Start of ENTRIES PROVIDED
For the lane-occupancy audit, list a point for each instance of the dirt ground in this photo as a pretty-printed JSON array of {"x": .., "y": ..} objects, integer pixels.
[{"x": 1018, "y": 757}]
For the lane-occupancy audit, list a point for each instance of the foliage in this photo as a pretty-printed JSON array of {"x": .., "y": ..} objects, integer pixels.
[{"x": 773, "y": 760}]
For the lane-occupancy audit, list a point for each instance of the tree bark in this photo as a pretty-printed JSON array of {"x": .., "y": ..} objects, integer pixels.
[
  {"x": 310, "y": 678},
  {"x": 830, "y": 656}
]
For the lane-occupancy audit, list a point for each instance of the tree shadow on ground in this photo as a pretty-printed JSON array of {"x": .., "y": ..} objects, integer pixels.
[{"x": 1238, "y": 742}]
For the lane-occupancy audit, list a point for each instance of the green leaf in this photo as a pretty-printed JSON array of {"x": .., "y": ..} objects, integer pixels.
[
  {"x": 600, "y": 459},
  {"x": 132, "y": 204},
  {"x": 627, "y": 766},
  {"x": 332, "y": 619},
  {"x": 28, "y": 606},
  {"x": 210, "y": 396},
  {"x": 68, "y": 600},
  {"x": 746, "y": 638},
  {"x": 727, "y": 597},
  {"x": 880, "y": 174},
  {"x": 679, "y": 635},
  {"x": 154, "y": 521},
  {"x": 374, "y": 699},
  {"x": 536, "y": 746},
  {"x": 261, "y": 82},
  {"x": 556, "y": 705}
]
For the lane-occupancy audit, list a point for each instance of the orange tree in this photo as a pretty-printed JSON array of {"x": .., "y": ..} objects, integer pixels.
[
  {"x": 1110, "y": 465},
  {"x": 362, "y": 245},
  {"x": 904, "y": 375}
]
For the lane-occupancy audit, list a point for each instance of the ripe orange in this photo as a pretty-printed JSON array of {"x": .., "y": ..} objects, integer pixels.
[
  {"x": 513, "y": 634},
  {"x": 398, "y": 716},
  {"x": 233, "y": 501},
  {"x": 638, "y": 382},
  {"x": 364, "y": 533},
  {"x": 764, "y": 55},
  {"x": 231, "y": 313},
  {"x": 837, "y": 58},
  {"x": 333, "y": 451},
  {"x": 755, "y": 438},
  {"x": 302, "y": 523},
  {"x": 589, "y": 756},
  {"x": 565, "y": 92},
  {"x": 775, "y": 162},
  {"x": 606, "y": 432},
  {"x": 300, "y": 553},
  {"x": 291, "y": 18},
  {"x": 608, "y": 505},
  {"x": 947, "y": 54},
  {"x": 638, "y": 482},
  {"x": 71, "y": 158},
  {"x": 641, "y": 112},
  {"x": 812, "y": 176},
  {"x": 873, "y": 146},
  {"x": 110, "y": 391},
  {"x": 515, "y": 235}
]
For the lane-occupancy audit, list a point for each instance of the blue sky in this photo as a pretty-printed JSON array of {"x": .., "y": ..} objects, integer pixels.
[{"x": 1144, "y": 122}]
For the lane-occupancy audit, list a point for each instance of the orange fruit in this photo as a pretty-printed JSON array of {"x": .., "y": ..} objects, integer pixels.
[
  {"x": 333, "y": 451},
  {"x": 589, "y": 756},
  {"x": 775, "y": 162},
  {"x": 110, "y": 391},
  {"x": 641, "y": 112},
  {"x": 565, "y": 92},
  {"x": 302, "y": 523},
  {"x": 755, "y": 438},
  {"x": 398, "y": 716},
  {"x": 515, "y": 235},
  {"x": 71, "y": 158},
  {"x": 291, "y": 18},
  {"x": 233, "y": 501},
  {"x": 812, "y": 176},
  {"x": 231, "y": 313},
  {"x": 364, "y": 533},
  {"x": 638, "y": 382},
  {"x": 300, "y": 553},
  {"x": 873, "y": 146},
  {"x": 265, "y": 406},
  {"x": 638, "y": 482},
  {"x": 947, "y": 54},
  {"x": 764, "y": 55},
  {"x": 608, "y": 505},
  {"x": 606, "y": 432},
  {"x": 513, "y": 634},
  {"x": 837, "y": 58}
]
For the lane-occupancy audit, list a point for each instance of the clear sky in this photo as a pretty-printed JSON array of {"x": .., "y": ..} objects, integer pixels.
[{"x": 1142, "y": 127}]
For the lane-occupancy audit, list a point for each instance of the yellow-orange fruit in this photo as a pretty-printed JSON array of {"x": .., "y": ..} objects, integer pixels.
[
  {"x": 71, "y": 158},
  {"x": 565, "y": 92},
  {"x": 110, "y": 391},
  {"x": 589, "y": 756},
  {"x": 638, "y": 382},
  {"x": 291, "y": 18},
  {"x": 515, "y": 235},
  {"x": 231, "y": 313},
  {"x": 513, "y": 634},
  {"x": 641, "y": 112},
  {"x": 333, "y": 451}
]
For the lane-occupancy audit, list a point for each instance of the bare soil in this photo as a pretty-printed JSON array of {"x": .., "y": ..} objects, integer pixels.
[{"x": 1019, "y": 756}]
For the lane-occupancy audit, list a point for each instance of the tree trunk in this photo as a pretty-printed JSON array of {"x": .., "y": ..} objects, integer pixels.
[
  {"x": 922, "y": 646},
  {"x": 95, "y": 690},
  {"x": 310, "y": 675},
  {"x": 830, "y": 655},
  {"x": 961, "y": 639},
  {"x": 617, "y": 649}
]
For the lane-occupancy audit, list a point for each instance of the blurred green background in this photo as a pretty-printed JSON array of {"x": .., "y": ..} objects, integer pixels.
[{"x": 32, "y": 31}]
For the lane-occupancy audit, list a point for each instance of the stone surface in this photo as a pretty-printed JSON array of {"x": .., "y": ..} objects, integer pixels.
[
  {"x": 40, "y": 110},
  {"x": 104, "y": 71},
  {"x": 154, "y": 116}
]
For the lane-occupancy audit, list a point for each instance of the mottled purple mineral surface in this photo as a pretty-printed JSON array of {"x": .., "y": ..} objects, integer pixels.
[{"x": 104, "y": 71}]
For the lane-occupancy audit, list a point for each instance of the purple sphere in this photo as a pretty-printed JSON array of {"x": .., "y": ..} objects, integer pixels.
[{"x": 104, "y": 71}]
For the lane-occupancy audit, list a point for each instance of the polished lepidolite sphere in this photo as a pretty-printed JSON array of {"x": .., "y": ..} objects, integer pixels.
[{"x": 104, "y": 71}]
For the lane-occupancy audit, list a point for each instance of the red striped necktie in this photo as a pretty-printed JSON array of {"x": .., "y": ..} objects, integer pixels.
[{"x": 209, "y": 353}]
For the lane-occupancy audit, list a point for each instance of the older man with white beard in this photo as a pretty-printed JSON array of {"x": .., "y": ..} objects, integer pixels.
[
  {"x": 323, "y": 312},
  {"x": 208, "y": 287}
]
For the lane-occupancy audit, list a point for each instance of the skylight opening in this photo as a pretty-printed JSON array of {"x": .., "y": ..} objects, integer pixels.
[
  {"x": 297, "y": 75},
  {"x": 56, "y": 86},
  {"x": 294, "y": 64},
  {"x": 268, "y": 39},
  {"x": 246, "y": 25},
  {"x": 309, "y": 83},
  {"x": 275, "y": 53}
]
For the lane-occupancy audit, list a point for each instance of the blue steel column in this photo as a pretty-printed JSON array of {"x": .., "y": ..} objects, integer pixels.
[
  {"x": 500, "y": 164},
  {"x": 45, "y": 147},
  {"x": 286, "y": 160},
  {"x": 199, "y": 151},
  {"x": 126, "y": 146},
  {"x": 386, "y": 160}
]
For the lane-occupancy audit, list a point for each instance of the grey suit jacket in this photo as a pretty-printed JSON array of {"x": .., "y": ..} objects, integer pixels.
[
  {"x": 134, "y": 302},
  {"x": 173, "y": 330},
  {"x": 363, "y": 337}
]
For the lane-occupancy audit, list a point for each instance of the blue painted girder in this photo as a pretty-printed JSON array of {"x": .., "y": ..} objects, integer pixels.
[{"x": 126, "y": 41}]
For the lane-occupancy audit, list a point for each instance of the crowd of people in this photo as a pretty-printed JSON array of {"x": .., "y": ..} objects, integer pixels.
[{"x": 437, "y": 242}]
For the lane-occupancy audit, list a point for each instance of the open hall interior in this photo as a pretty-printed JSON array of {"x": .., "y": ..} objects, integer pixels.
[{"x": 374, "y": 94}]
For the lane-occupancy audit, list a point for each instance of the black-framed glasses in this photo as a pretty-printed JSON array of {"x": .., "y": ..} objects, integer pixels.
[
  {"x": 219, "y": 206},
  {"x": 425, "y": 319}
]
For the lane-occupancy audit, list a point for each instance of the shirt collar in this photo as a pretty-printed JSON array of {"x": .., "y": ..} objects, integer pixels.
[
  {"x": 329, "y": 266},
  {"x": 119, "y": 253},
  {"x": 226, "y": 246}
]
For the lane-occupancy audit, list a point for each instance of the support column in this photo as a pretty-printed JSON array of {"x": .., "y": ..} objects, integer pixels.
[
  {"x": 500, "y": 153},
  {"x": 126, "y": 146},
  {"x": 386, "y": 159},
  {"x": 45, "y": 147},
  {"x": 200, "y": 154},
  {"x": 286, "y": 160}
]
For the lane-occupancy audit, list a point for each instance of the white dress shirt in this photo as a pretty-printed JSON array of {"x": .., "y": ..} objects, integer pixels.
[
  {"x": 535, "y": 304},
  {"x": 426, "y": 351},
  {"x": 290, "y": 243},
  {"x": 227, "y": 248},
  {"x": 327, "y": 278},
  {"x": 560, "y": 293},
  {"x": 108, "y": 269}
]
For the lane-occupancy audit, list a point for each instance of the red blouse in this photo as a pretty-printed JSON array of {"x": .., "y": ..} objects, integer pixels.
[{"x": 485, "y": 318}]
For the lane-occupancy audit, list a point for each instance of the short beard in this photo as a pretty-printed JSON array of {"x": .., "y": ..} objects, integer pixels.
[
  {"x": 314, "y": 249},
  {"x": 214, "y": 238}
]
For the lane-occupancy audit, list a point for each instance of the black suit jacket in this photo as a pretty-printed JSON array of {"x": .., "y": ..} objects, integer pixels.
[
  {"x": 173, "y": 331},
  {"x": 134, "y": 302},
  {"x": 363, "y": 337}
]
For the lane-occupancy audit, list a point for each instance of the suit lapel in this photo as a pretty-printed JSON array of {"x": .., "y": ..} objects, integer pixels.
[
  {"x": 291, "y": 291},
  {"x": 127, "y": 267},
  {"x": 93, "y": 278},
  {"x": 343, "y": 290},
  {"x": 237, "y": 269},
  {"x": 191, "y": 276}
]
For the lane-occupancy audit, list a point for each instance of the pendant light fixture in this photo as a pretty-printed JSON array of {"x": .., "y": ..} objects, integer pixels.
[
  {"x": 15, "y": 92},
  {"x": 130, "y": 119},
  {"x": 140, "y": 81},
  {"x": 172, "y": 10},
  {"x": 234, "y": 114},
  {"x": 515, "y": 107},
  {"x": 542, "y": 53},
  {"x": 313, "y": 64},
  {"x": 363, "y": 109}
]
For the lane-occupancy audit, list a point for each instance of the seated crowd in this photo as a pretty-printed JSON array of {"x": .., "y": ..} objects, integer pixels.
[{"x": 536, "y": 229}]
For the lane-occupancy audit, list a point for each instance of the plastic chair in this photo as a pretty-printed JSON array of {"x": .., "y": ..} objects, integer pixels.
End of ENTRIES PROVIDED
Exact retyping is needed for the line with "of the suit" and for each line after it through the end of the listing above; no other lines belong.

For the lane-occupancy audit, list a point for each instance of the suit lapel in this photo as a pretty-printed JSON array of {"x": .., "y": ..} objects, integer pixels.
[
  {"x": 291, "y": 291},
  {"x": 127, "y": 267},
  {"x": 93, "y": 278},
  {"x": 343, "y": 290},
  {"x": 237, "y": 269},
  {"x": 191, "y": 276}
]
For the lane-occupancy audit, list a point for each instance of the pendant light fixture in this photo as a pretty-printed JSON array of {"x": .., "y": ..} objects, integer pixels.
[
  {"x": 15, "y": 92},
  {"x": 130, "y": 119},
  {"x": 140, "y": 81},
  {"x": 172, "y": 10},
  {"x": 234, "y": 114},
  {"x": 515, "y": 107},
  {"x": 542, "y": 53},
  {"x": 313, "y": 64},
  {"x": 363, "y": 109}
]
For the lane-occupancy audit, list a point for each instance of the seated crowd in this photo as a pretty-printed JSON array of {"x": .., "y": ..} objects, integer pixels.
[{"x": 536, "y": 229}]
For the lane-occupancy audit, list a point for each instance of the plastic chair in this photo as a pretty-printed JSON array of {"x": .., "y": ..} objects, integer pixels.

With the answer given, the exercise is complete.